Given problem:
Reproduce the listing below verbatim, from the line containing "Reviewer note: every instance of the green" through the end of the listing. Leave out the pictures.

* start Material provided *

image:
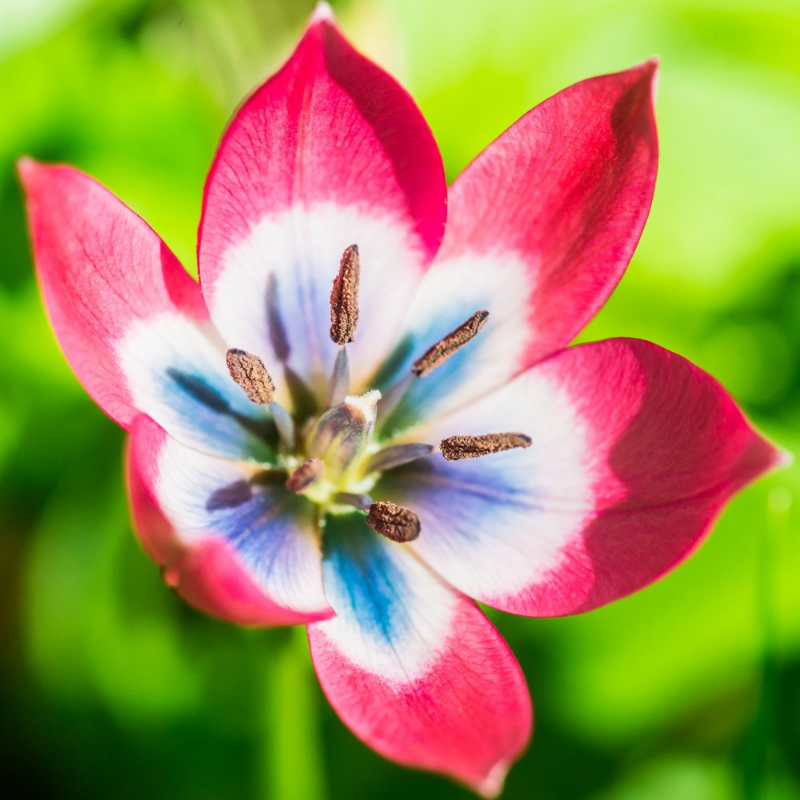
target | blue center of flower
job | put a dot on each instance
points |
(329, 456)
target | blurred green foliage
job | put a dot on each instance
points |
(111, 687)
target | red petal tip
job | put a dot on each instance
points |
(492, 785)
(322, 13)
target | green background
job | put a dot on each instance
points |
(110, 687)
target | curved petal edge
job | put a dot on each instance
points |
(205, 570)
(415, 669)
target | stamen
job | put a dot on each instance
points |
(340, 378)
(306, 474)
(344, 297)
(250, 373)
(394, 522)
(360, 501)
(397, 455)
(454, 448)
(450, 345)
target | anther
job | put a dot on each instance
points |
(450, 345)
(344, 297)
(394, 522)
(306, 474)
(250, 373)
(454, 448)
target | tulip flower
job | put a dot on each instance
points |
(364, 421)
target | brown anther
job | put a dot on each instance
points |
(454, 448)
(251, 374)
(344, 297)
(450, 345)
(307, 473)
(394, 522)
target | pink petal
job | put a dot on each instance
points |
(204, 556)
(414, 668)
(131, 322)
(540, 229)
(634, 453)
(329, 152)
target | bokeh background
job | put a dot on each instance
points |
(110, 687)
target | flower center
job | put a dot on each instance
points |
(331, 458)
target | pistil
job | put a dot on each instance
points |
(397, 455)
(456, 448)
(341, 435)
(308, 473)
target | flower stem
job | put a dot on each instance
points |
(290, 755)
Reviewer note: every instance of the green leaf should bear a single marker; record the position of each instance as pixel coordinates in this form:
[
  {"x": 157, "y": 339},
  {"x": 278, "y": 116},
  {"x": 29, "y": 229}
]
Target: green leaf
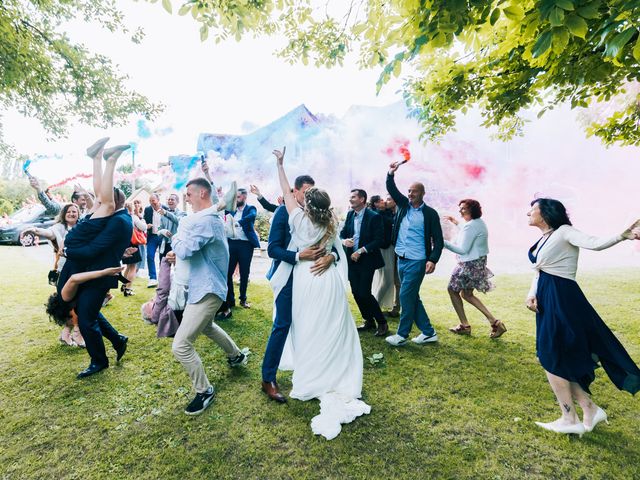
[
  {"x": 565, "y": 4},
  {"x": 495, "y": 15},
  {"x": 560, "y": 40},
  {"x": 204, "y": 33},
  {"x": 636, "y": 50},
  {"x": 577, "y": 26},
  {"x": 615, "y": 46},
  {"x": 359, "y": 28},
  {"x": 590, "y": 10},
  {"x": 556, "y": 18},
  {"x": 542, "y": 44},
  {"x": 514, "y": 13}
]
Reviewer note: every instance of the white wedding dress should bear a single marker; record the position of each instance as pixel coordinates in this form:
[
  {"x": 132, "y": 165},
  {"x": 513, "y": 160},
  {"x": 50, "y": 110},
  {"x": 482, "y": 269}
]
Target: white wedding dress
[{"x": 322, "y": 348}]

* end Material provided *

Full solution:
Reviewer note: every instance of the green leaf should bear a single marker; record the position of each instance as pixel coordinates in this form:
[
  {"x": 157, "y": 339},
  {"x": 278, "y": 116},
  {"x": 29, "y": 229}
]
Target: green leaf
[
  {"x": 565, "y": 4},
  {"x": 495, "y": 15},
  {"x": 560, "y": 40},
  {"x": 204, "y": 33},
  {"x": 636, "y": 50},
  {"x": 577, "y": 26},
  {"x": 615, "y": 46},
  {"x": 359, "y": 28},
  {"x": 590, "y": 10},
  {"x": 556, "y": 18},
  {"x": 542, "y": 44},
  {"x": 514, "y": 13}
]
Reviewer note: every instance of the white wedding dress should bear a single marker; record the position of each instance as pixel coordinates in this form:
[
  {"x": 132, "y": 165},
  {"x": 513, "y": 160},
  {"x": 50, "y": 110},
  {"x": 482, "y": 269}
]
Target: white wedding dress
[{"x": 322, "y": 348}]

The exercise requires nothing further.